Show each line in the records that contains the string "mask", copied in full. Case counts.

>> start

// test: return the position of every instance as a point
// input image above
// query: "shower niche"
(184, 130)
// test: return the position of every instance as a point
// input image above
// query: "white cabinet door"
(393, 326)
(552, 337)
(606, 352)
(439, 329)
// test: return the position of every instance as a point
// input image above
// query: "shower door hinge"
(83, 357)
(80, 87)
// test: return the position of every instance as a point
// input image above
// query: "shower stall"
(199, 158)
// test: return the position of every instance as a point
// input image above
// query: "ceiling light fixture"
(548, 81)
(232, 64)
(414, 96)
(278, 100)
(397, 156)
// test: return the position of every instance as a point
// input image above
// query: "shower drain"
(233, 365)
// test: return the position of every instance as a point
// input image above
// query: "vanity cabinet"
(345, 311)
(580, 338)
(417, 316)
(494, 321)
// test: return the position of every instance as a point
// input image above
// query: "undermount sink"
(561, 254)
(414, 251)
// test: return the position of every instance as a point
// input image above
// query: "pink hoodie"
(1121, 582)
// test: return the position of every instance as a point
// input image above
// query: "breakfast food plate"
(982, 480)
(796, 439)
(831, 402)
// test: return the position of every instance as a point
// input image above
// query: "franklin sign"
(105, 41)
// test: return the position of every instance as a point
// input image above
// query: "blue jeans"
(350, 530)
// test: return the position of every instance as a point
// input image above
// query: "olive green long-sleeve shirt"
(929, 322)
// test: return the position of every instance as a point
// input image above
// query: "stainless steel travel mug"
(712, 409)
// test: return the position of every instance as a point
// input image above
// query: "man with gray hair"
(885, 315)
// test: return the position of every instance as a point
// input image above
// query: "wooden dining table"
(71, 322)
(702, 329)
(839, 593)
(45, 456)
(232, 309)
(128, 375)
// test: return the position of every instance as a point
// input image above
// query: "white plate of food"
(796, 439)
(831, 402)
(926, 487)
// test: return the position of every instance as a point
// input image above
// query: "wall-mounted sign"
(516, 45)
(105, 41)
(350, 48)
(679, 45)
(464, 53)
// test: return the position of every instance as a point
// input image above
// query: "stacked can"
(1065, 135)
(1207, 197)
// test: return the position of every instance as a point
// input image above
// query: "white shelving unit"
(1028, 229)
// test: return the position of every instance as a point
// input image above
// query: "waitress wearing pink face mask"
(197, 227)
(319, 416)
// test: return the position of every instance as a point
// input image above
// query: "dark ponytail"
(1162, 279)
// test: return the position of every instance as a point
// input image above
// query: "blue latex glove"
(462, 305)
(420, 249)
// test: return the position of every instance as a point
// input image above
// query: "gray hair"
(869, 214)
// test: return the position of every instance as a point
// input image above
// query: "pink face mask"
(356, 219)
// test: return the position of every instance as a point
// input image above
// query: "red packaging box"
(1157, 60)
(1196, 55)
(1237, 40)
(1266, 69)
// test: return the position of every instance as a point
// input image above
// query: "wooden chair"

>> end

● COMPLETED EXERCISE
// query: "waitress wearing pink face mask"
// query: "pink face mask"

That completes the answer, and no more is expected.